WHAT IS BEING ASKED — Your reply should be the following data, copied exactly.

[ENTRIES SHOWN Boundary: Start]

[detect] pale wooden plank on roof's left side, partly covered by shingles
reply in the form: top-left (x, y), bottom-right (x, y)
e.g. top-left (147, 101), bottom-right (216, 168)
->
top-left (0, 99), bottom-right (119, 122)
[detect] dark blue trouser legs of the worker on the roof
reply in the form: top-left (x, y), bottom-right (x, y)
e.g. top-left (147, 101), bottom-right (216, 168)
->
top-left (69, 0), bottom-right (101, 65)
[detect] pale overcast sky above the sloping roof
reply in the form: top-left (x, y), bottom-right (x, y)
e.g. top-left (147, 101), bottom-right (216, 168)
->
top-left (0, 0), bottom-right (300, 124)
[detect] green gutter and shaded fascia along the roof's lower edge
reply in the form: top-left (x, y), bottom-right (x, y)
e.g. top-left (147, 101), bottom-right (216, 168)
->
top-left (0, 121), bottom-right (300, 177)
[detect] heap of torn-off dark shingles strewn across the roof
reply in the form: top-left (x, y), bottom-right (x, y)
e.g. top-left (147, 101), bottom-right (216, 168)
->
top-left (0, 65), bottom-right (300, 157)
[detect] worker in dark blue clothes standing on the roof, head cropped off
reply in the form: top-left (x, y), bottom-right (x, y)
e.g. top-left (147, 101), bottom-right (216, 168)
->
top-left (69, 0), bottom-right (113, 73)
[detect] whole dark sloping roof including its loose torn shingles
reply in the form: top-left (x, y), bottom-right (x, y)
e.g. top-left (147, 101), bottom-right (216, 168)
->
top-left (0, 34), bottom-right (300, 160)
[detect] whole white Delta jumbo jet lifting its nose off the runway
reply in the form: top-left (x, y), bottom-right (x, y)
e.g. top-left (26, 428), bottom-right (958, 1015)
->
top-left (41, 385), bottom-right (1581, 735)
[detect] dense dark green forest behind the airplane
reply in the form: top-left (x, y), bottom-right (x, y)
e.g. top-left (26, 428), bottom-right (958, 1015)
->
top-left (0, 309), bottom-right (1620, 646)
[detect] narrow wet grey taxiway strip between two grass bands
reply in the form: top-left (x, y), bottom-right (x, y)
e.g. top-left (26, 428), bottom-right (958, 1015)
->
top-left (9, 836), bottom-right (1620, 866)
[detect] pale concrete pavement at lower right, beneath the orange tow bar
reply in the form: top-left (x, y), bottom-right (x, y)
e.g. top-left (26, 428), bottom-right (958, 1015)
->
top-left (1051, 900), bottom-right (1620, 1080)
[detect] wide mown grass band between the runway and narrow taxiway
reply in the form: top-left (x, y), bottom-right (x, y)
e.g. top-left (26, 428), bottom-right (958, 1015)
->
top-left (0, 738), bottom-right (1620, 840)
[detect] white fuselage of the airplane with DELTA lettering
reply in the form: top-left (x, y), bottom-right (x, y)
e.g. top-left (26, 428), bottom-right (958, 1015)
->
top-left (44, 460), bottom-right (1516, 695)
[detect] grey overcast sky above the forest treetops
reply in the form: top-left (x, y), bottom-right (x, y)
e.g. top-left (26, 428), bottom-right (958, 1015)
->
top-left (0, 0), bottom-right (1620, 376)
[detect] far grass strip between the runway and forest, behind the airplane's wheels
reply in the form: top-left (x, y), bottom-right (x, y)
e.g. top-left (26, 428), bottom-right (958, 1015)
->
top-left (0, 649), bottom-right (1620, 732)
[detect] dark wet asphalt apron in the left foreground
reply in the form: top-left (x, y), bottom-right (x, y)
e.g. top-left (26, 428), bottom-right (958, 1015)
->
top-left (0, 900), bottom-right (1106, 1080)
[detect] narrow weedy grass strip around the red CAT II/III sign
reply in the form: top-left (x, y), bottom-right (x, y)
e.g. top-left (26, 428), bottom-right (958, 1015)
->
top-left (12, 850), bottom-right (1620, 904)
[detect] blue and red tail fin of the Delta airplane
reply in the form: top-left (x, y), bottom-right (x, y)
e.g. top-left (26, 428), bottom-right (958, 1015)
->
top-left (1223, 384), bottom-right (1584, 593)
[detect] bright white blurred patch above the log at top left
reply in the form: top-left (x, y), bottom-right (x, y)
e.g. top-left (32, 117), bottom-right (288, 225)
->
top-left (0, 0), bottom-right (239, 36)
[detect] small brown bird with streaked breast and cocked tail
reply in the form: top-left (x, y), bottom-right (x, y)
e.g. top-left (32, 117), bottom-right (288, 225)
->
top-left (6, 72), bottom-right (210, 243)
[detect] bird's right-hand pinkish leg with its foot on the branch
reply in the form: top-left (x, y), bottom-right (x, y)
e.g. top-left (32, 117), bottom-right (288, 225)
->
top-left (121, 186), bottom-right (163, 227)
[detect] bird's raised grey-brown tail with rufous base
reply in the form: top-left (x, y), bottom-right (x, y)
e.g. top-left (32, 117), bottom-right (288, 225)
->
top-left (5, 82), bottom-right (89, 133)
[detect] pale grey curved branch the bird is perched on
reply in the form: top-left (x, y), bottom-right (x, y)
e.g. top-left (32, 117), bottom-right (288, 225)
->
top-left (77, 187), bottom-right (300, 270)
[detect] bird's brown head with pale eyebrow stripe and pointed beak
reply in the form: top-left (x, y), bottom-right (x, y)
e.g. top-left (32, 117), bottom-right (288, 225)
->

[ENTRIES SHOWN Boundary: End]

TASK SOLUTION —
[detect] pale wooden plank on roof's left side, partly covered by shingles
reply in the form: top-left (x, y), bottom-right (x, y)
e.g. top-left (147, 101), bottom-right (216, 168)
->
top-left (0, 99), bottom-right (119, 122)
[detect] dark blue trouser legs of the worker on the roof
reply in the form: top-left (x, y), bottom-right (x, y)
e.g. top-left (147, 101), bottom-right (216, 168)
->
top-left (69, 0), bottom-right (101, 65)
[detect] pale overcast sky above the sloping roof
reply in the form: top-left (x, y), bottom-right (x, y)
e.g. top-left (147, 101), bottom-right (216, 168)
->
top-left (0, 0), bottom-right (300, 124)
[detect] green gutter and shaded fascia along the roof's lower edge
reply in the form: top-left (x, y), bottom-right (x, y)
e.g. top-left (147, 101), bottom-right (216, 168)
->
top-left (0, 121), bottom-right (300, 177)
[detect] heap of torn-off dark shingles strewn across the roof
reply in the form: top-left (x, y), bottom-right (x, y)
e.g. top-left (147, 101), bottom-right (216, 168)
->
top-left (0, 65), bottom-right (300, 157)
[detect] worker in dark blue clothes standing on the roof, head cropped off
reply in the form: top-left (x, y), bottom-right (x, y)
e.g. top-left (147, 101), bottom-right (216, 168)
->
top-left (69, 0), bottom-right (113, 73)
[detect] whole dark sloping roof including its loose torn shingles
reply in the form: top-left (x, y), bottom-right (x, y)
e.g. top-left (147, 101), bottom-right (216, 168)
->
top-left (0, 34), bottom-right (300, 160)
[detect] whole white Delta jumbo jet lifting its nose off the runway
reply in the form: top-left (x, y), bottom-right (x, y)
e.g. top-left (26, 428), bottom-right (958, 1015)
->
top-left (41, 385), bottom-right (1581, 735)
[detect] dense dark green forest behind the airplane
reply in the form: top-left (x, y), bottom-right (x, y)
e.g. top-left (26, 428), bottom-right (958, 1015)
->
top-left (0, 309), bottom-right (1620, 646)
[detect] narrow wet grey taxiway strip between two grass bands
reply in the form: top-left (x, y), bottom-right (x, y)
e.g. top-left (26, 428), bottom-right (958, 1015)
->
top-left (9, 836), bottom-right (1620, 866)
[detect] pale concrete pavement at lower right, beneath the orange tow bar
reply in the form: top-left (x, y), bottom-right (x, y)
e.g. top-left (26, 428), bottom-right (958, 1015)
->
top-left (1051, 900), bottom-right (1620, 1080)
[detect] wide mown grass band between the runway and narrow taxiway
reply in the form: top-left (x, y), bottom-right (x, y)
e.g. top-left (26, 428), bottom-right (958, 1015)
->
top-left (0, 738), bottom-right (1620, 840)
[detect] white fuselage of the airplane with DELTA lettering
reply in the form: top-left (x, y), bottom-right (x, y)
e.g. top-left (26, 428), bottom-right (958, 1015)
->
top-left (44, 460), bottom-right (1516, 695)
[detect] grey overcast sky above the forest treetops
reply in the form: top-left (x, y), bottom-right (x, y)
e.g. top-left (26, 428), bottom-right (958, 1015)
->
top-left (0, 0), bottom-right (1620, 376)
[detect] far grass strip between the runway and forest, behind the airplane's wheels
reply in the form: top-left (x, y), bottom-right (x, y)
e.g. top-left (26, 428), bottom-right (958, 1015)
->
top-left (0, 649), bottom-right (1620, 732)
[detect] dark wet asphalt apron in the left foreground
reply in the form: top-left (x, y), bottom-right (x, y)
e.g. top-left (26, 428), bottom-right (958, 1015)
->
top-left (0, 900), bottom-right (1106, 1080)
[detect] narrow weedy grass strip around the red CAT II/III sign
reply in the form: top-left (x, y), bottom-right (x, y)
e.g. top-left (26, 428), bottom-right (958, 1015)
->
top-left (12, 850), bottom-right (1620, 904)
[detect] blue and red tail fin of the Delta airplane
reply in the form: top-left (x, y), bottom-right (x, y)
e.g. top-left (26, 428), bottom-right (958, 1015)
->
top-left (1223, 384), bottom-right (1584, 593)
[detect] bright white blurred patch above the log at top left
reply in the form: top-left (x, y), bottom-right (x, y)
e.g. top-left (32, 117), bottom-right (288, 225)
->
top-left (0, 0), bottom-right (239, 36)
[detect] small brown bird with streaked breast and cocked tail
reply in the form: top-left (x, y), bottom-right (x, y)
e.g. top-left (32, 117), bottom-right (288, 225)
->
top-left (6, 72), bottom-right (210, 243)
[detect] bird's right-hand pinkish leg with its foot on the branch
reply in the form: top-left (x, y), bottom-right (x, y)
e.g. top-left (32, 117), bottom-right (288, 225)
->
top-left (121, 186), bottom-right (163, 227)
[detect] bird's raised grey-brown tail with rufous base
reply in the form: top-left (x, y), bottom-right (x, y)
e.g. top-left (32, 117), bottom-right (288, 225)
->
top-left (5, 82), bottom-right (89, 133)
[detect] pale grey curved branch the bird is perched on
reply in the form: top-left (x, y), bottom-right (x, y)
e.g. top-left (32, 117), bottom-right (288, 225)
->
top-left (77, 187), bottom-right (300, 270)
[detect] bird's brown head with pale eyebrow stripe and pointed beak
reply in the form: top-left (x, y), bottom-right (x, y)
e.g. top-left (32, 117), bottom-right (288, 225)
->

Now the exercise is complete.